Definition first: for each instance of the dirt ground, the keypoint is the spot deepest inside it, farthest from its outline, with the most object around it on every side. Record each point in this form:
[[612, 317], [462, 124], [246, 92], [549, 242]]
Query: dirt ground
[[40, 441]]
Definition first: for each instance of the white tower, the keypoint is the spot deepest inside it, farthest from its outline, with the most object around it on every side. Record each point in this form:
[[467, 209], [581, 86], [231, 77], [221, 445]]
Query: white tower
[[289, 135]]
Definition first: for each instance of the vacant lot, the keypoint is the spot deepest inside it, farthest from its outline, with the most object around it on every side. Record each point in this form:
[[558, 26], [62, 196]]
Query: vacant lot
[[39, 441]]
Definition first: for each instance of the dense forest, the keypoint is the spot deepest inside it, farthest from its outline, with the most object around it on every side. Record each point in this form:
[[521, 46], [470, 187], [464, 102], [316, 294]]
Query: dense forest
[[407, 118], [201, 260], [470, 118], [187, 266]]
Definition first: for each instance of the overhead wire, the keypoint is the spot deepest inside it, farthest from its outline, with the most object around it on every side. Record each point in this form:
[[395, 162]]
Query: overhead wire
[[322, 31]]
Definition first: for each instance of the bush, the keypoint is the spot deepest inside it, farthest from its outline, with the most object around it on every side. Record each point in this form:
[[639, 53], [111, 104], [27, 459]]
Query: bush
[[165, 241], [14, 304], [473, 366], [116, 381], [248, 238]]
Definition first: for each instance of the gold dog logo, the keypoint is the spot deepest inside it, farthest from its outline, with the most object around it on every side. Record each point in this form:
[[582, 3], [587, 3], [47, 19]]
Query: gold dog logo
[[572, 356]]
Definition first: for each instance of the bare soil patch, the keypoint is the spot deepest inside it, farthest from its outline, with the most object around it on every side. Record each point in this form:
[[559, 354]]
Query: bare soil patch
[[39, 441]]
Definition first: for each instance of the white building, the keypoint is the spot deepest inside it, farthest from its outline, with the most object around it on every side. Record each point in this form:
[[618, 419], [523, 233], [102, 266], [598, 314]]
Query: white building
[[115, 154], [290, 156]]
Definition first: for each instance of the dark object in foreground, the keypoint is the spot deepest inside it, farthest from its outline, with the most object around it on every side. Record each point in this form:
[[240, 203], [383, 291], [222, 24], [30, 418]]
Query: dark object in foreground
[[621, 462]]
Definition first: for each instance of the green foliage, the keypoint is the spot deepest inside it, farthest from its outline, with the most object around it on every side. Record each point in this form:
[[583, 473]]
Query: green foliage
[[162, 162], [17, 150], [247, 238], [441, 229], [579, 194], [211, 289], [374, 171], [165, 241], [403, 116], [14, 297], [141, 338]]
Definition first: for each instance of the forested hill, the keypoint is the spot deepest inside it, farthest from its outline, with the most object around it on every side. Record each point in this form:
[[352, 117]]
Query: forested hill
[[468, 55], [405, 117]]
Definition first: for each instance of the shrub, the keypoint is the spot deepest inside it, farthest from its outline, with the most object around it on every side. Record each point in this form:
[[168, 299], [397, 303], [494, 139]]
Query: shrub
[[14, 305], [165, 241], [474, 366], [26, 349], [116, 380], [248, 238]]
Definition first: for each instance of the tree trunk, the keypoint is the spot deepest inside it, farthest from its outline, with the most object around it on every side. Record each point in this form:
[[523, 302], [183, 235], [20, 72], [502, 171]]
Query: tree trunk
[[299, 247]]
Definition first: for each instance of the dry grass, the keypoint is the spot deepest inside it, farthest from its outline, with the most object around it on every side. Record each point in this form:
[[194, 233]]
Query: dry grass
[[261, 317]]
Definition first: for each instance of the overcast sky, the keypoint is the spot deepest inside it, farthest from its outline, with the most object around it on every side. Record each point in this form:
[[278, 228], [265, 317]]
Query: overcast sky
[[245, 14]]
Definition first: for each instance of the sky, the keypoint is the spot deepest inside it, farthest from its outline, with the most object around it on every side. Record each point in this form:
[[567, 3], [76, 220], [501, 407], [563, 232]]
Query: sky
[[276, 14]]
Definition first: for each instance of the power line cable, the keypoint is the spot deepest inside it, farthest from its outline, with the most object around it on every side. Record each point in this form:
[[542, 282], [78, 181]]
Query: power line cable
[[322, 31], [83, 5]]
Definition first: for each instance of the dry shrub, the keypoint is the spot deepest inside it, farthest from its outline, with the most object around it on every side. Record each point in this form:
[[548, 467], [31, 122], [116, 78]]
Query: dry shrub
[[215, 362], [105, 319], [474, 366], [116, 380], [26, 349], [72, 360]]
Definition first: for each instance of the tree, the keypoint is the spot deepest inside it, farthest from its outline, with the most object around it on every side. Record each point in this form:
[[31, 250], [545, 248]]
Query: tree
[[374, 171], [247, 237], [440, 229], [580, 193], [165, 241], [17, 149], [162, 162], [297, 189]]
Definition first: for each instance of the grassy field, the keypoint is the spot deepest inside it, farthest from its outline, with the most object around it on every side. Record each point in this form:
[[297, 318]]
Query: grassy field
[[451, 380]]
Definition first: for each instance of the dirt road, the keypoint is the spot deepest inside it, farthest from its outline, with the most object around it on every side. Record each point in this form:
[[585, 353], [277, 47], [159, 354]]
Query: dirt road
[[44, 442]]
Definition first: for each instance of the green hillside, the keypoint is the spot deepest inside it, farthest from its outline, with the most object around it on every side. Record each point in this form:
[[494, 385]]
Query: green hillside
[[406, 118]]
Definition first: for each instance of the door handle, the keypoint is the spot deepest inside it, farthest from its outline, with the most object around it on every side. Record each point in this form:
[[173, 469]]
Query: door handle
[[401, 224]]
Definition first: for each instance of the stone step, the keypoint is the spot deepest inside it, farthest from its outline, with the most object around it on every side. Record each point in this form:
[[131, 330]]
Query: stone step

What the task requires: Rewrite the lines from the one containing "Definition first: for each instance of the dirt road, the" through the one containing "[[406, 118]]", both included, keeping the requests as they are. Shift every coordinate in the answers by -41.

Exercise solution:
Definition first: for each instance of the dirt road, the keypoint is the spot deepest inside it, farthest from its outline, with the most object around it on every side. Record each point in this form:
[[585, 353], [277, 47], [159, 354]]
Query: dirt road
[[3, 401]]
Definition first: for each instance of the green hillside, the keypoint is the spot deepest inside it, farthest from its outline, with the most object around it on every side. Record each point in this form:
[[494, 385]]
Query: green hillside
[[365, 77]]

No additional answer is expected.